» **YOUR INSTRUCTIONS**:
Render the lines from the start of the items up to and including the line with "[[[522,250],[520,266],[520,295],[533,295],[533,251]]]" as a Markdown table with the columns No. and Line, leaving out blank lines.

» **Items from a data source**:
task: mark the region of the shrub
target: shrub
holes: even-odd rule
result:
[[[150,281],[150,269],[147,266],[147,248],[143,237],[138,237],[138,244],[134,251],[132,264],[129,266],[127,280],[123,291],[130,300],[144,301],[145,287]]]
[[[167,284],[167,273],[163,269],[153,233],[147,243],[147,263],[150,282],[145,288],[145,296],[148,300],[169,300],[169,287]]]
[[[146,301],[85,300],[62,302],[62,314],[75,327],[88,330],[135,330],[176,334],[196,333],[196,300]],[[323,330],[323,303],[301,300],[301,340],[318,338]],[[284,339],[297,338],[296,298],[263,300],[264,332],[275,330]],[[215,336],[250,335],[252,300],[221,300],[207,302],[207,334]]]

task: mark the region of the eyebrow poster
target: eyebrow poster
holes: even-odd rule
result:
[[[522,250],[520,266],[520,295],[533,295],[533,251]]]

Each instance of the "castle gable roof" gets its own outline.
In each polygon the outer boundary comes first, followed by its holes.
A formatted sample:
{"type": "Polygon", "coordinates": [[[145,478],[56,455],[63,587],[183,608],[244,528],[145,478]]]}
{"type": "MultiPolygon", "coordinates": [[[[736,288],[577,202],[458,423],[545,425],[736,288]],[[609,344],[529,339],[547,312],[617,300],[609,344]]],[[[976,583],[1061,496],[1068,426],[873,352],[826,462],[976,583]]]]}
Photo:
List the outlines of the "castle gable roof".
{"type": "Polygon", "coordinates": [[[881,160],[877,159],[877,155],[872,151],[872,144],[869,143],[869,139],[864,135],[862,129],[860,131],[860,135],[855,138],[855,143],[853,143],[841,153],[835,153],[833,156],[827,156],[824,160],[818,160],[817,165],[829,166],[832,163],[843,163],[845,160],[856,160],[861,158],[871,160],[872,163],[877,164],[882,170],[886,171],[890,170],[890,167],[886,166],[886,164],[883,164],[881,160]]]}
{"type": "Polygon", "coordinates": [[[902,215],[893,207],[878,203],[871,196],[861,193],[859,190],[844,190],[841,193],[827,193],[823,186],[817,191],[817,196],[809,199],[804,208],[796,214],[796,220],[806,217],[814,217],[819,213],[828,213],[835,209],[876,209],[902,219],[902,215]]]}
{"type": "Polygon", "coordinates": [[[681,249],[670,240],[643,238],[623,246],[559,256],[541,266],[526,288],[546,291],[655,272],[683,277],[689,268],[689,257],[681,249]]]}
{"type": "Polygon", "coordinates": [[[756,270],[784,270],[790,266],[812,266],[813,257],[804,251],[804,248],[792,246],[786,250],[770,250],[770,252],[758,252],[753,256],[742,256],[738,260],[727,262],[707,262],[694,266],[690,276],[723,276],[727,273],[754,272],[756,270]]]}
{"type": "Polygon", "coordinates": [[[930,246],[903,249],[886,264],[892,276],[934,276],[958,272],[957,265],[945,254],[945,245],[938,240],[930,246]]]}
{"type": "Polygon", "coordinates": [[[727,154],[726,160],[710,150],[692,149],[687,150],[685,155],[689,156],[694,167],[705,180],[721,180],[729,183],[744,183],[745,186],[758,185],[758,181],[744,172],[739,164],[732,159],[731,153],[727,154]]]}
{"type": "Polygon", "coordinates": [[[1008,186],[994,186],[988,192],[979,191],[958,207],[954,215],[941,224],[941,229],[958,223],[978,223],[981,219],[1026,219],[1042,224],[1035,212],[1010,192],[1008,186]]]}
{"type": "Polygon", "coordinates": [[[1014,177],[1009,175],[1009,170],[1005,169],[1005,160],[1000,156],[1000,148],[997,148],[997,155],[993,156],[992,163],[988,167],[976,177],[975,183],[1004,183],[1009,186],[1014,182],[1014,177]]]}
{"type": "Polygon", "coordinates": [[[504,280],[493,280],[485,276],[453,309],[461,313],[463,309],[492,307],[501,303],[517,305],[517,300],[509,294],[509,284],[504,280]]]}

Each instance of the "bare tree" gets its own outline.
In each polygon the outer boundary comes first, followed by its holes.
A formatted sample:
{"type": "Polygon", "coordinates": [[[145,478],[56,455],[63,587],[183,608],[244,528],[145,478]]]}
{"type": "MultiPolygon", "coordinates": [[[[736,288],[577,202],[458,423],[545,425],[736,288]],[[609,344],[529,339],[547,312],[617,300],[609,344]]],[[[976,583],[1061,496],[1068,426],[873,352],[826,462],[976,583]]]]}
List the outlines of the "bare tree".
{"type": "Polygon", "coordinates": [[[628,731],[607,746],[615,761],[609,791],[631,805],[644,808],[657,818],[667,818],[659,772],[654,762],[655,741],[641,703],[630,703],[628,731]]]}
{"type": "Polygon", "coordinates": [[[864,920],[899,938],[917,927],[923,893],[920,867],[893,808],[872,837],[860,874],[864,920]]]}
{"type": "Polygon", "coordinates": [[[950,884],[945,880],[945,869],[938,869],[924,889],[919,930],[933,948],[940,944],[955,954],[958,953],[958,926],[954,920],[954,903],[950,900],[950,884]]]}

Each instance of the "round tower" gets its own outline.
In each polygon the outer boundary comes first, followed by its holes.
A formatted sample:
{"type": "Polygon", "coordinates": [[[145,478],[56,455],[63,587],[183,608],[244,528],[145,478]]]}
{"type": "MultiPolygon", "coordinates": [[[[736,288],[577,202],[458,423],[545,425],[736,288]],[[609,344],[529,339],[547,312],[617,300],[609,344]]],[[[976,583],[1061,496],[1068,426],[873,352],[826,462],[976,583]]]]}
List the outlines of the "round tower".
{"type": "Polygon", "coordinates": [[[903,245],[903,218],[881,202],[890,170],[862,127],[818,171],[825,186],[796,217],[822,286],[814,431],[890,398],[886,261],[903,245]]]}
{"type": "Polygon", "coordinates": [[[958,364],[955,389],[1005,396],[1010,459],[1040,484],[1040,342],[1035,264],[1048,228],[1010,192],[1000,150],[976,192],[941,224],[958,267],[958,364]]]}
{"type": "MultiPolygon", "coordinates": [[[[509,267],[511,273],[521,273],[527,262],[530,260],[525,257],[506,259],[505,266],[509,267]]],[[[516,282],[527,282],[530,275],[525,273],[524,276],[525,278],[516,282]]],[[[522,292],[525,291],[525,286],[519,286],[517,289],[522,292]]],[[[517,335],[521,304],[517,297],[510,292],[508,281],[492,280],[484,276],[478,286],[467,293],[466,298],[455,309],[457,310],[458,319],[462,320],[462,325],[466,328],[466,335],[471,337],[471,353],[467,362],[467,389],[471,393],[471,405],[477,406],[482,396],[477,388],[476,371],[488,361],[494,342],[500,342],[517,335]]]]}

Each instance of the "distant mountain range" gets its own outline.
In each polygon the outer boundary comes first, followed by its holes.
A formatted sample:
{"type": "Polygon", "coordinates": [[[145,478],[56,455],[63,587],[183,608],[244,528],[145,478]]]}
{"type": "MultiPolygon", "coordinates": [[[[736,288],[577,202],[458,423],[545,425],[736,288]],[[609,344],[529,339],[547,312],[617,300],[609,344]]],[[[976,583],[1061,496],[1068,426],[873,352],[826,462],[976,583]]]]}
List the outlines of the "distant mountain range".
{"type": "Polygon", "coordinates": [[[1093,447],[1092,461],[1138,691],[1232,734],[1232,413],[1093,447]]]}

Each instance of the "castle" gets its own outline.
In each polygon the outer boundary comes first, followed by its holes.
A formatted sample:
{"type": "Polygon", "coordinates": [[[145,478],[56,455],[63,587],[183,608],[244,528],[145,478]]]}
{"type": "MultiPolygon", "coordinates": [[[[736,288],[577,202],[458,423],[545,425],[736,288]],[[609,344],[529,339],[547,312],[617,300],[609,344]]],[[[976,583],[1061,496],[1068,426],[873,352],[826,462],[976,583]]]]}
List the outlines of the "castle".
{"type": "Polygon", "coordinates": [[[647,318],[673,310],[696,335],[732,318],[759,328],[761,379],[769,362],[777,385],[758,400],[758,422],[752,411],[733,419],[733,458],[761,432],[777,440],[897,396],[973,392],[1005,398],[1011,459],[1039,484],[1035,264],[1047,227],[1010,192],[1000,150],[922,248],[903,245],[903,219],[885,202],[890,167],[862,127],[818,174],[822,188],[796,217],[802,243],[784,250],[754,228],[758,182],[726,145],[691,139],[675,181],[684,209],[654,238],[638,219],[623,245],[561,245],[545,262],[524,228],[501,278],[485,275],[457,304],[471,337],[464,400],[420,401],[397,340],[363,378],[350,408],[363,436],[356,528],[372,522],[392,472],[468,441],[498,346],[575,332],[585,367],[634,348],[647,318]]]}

» **RESPONSE TO THIS TASK**:
| No. | Line |
|---|---|
| 1 | task: mark the region of the shrub |
| 2 | target: shrub |
| 3 | holes: even-odd rule |
| 4 | result: |
| 5 | [[[150,281],[150,269],[147,266],[147,248],[143,237],[138,237],[138,244],[134,251],[132,264],[129,266],[127,280],[123,291],[130,300],[144,301],[145,287]]] |
| 6 | [[[167,284],[167,273],[163,269],[153,233],[147,243],[147,263],[150,282],[145,288],[145,296],[148,300],[169,300],[169,287]]] |
| 7 | [[[146,301],[85,300],[62,302],[62,314],[75,327],[88,330],[135,330],[176,334],[196,333],[196,300]],[[323,330],[323,303],[301,300],[301,340],[318,338]],[[284,339],[297,338],[296,298],[263,300],[264,332],[275,330]],[[215,336],[250,335],[252,300],[221,300],[207,302],[207,334]]] |
| 8 | task: mark the region of the eyebrow poster |
| 9 | target: eyebrow poster |
| 10 | holes: even-odd rule |
| 11 | result: |
| 12 | [[[522,250],[520,266],[520,295],[533,295],[533,251]]] |